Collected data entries

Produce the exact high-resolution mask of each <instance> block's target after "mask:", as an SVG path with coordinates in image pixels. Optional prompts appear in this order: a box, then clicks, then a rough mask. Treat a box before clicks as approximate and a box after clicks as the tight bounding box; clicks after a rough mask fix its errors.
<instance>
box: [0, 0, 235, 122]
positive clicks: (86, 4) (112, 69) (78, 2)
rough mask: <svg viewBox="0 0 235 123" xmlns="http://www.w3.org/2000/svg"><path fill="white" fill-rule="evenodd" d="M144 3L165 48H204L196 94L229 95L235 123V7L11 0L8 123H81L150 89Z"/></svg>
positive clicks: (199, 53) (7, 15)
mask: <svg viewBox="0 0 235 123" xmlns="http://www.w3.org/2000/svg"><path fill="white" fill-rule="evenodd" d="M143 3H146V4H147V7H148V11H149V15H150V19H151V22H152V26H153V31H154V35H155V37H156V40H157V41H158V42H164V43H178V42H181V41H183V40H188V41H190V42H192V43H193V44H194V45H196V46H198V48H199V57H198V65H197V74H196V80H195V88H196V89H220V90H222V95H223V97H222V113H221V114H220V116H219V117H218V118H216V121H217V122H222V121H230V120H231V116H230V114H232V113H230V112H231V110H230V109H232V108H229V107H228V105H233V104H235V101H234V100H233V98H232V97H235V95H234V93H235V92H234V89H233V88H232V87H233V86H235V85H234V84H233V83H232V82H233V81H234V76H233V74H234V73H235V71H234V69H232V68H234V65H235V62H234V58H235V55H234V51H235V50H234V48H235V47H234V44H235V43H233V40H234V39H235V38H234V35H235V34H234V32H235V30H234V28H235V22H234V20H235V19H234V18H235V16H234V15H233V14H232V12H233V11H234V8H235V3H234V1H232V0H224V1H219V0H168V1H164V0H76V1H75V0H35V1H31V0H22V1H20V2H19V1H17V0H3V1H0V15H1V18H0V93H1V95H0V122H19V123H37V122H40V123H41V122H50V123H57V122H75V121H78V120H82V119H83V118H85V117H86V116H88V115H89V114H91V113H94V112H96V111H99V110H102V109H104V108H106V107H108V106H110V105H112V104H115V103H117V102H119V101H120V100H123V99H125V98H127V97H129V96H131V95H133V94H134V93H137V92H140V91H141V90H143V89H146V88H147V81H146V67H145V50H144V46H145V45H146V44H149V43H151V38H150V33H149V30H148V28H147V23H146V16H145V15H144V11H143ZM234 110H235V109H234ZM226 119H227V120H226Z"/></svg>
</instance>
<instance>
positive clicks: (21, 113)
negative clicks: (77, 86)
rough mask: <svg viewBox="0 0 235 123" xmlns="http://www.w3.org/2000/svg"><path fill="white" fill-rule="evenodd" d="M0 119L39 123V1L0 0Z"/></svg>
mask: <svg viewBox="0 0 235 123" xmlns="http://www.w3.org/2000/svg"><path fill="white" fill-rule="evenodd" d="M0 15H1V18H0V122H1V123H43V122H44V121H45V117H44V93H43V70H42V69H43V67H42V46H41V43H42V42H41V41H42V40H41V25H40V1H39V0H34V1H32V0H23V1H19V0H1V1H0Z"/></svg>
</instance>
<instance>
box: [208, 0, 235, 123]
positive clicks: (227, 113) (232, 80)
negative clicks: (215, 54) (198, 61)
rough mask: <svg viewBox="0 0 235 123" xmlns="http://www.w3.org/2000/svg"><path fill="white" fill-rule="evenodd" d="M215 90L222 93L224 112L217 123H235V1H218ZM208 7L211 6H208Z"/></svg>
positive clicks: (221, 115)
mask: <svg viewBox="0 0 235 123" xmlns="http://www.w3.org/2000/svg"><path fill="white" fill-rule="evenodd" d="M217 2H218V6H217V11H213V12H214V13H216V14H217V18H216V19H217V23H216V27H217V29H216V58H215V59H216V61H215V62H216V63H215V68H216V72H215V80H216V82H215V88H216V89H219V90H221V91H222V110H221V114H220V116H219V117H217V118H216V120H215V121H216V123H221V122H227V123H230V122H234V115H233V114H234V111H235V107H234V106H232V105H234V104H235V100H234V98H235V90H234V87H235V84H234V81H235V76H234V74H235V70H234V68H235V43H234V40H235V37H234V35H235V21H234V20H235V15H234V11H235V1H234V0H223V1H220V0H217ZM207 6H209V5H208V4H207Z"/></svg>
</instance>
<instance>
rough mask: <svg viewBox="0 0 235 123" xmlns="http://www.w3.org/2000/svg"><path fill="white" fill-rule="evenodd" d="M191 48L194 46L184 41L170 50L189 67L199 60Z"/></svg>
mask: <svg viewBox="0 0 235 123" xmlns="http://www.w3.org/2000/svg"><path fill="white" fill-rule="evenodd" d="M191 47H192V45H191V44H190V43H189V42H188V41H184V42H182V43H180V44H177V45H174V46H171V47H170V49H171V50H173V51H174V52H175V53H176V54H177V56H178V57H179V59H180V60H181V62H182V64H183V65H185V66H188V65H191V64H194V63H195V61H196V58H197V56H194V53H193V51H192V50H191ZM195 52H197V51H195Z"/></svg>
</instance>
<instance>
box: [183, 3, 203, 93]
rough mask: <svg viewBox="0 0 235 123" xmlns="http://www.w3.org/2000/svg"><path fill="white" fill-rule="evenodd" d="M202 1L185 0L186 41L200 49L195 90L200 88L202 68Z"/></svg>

> **Your instructions**:
The lines from the beginning of the records through the line containing "3L165 48H204L196 94L229" should be reproduced exactly. Include nothing else.

> **Solution to the exercise**:
Produce the exact high-resolution mask of each <instance> block's target after "mask:", as an SVG path with coordinates in image pixels. Optional prompts appear in this order: a box, then clicks, then a rough mask. Treat a box before clicks as approximate and a box after clicks as the tight bounding box; clicks after a rough mask fix its errors.
<instance>
box: [0, 0, 235, 122]
positive clicks: (86, 4) (112, 69) (78, 2)
rough mask: <svg viewBox="0 0 235 123" xmlns="http://www.w3.org/2000/svg"><path fill="white" fill-rule="evenodd" d="M144 3L165 48H204L196 94L229 95L235 123V7L11 0L8 123H81L150 89Z"/></svg>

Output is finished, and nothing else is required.